• ESERCIZIO ASSEGNATO A
Riscrivi il tratto del brano su Sojourner che va da "Infatti, pochi giorni" fino a "sinistra preoccupava tutti.", mettendo "palazzetto" al posto di "Palaloniano".

• ESTRATTO
-*-*-

Era l’inizio di un grande sogno.

LA MANO SINISTRA DI WILLIE

Sojourner sbarcò a Fiumicino: grandissimo fisico, braccia smisurate, due badili al posto delle mani, ma una di queste, la sinistra, era vistosamente fasciata: «Un incidente con l’auto. No problem» spiegò a Gigi Simeoni, andato a prelevarlo all’aeroporto. Tra l’altro pare che proprio per quella mano infortunata Torino rinunciò a provare Sojourner. Immaginarsi la gioia di Di Fazi e Pentassuglia quando lo videro: «Come ca…volo farà a giocare» si domandarono invece Brunamonti e gli altri compagni. Ma Sojourner ripeteva «no problem».
Infatti, pochi giorni dopo, dette la prima prova della sua bravura contro una squadra estiva itinerante di giocatori americani, la Pro-Keds, guidata da Jim Mc Gregor. Sojourner incantò tutti segnando 32 punti: al Palaloniano non si era mai visto un pivot così dinamico, atletico, moderno nella tecnica che schiacciava e stoppava a più non posso. E poi quella palla gestita con una mano sola, lassù in alto dove nessuno poteva prenderla. Aveva già conquistato tutti. A fine gara i tifosi, ammaliati, volevano che Sojourner firmasse subito per la Brina, ma Pentassuglia e Di Fazi erano prudenti: «Vediamolo domani in amichevole di Siena. E poi quella mano fasciata». Insomma, quella mano sinistra preoccupava tutti.

-*-*-

• I RECORD

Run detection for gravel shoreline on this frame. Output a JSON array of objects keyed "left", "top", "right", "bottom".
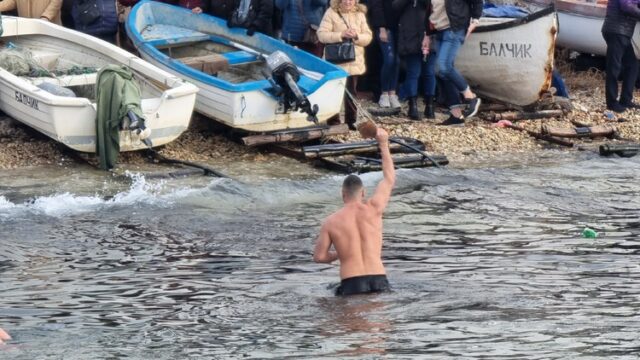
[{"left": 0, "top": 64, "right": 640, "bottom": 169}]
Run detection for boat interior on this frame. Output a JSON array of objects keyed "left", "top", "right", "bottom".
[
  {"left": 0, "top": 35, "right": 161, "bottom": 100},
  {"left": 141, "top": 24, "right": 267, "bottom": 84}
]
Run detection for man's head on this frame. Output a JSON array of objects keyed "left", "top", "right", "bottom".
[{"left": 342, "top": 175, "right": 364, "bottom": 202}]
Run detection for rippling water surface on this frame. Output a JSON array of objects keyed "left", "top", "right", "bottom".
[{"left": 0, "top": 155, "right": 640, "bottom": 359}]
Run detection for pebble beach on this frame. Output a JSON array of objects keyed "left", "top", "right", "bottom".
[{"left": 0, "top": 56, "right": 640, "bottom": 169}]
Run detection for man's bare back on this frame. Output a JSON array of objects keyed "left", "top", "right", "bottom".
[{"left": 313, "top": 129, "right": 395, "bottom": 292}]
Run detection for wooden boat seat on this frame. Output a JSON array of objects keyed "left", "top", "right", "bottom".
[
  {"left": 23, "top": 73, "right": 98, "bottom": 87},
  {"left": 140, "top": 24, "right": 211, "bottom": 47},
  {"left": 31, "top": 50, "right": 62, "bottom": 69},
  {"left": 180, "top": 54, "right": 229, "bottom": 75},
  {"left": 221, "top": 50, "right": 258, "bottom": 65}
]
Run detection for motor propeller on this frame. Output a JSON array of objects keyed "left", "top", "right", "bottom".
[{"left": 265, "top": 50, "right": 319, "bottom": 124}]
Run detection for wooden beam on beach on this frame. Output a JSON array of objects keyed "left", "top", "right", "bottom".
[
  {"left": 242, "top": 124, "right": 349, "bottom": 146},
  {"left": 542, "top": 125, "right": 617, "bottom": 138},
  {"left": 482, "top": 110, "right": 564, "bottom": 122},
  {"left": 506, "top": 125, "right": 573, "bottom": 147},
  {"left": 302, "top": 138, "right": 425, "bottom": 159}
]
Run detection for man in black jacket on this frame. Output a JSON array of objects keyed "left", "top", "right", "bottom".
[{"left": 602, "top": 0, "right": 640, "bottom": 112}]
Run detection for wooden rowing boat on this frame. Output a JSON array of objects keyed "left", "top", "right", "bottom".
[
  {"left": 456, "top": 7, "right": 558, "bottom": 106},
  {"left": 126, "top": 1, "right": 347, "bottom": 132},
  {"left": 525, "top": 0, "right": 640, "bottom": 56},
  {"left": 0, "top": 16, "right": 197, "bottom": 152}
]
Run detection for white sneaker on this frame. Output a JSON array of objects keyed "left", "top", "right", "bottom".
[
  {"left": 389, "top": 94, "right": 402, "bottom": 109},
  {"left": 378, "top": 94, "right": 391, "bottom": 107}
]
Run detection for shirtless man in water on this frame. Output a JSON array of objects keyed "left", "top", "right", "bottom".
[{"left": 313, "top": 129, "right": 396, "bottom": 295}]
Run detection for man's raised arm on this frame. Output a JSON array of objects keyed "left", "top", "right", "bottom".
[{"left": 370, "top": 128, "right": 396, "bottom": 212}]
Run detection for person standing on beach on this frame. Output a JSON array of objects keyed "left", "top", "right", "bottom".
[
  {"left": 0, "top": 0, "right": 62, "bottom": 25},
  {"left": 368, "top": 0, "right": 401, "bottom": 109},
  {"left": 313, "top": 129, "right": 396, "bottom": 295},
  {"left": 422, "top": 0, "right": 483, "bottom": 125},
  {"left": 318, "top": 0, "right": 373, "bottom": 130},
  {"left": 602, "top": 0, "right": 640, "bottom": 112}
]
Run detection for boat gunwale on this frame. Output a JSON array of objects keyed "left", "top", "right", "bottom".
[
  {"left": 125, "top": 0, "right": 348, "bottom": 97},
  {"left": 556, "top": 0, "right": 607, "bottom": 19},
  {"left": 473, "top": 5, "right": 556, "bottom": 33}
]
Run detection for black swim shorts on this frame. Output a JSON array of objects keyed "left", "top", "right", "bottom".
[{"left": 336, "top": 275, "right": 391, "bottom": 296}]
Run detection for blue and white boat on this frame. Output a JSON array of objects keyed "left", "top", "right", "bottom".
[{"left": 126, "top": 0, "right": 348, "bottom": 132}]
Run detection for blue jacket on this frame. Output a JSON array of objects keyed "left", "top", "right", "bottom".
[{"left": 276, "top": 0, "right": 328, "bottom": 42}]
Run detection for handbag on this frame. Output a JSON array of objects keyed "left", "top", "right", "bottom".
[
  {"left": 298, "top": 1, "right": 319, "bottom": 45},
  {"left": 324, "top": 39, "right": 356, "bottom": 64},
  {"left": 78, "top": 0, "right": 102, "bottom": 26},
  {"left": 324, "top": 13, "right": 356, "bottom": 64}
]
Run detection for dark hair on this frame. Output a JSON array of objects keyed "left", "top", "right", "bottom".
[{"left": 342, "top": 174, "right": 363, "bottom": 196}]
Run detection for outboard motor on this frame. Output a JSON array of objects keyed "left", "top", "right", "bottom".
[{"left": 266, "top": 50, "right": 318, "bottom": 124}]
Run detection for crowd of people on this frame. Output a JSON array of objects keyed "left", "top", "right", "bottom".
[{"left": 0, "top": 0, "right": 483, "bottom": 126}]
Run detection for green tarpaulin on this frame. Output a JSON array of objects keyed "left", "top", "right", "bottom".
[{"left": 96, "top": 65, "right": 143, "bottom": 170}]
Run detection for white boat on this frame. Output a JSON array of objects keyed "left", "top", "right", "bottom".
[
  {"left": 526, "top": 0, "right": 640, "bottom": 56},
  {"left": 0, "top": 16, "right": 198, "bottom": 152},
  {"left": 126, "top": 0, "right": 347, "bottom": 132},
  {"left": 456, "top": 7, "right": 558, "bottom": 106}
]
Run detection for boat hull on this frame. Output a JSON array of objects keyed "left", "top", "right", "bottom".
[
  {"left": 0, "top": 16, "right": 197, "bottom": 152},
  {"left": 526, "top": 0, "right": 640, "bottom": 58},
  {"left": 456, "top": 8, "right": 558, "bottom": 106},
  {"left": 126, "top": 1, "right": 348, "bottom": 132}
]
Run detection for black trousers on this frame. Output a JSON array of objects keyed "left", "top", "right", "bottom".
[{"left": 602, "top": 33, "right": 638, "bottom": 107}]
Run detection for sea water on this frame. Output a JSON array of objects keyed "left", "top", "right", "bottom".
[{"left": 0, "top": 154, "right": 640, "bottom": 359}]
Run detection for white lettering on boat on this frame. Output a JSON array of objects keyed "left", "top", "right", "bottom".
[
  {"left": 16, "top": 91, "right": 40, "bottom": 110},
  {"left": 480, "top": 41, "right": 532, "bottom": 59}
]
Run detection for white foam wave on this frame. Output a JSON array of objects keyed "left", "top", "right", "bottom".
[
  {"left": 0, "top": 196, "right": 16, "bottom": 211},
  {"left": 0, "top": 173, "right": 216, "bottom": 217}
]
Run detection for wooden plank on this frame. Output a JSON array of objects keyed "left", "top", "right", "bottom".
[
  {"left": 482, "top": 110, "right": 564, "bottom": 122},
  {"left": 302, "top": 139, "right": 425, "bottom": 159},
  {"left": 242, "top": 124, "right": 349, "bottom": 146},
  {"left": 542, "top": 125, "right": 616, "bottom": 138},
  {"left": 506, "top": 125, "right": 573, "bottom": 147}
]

-*-*-

• ESERCIZIO ASSEGNATO B
Riporta ogni riga dei record in cui compare la parola "blue", tenendo conto di maiuscole e minuscole.

• RISPOSTA A
Infatti, pochi giorni dopo, dette la prima prova della sua bravura contro una squadra estiva itinerante di giocatori americani, la Pro-Keds, guidata da Jim Mc Gregor. Sojourner incantò tutti segnando 32 punti: al palazzetto non si era mai visto un pivot così dinamico, atletico, moderno nella tecnica che schiacciava e stoppava a più non posso. E poi quella palla gestita con una mano sola, lassù in alto dove nessuno poteva prenderla. Aveva già conquistato tutti. A fine gara i tifosi, ammaliati, volevano che Sojourner firmasse subito per la Brina, ma Pentassuglia e Di Fazi erano prudenti: «Vediamolo domani in amichevole di Siena. E poi quella mano fasciata». Insomma, quella mano sinistra preoccupava tutti.

• RISPOSTA B
Run detection for blue and white boat on this frame. Output a JSON array of objects keyed "left", "top", "right", "bottom".
Run detection for blue jacket on this frame. Output a JSON array of objects keyed "left", "top", "right", "bottom".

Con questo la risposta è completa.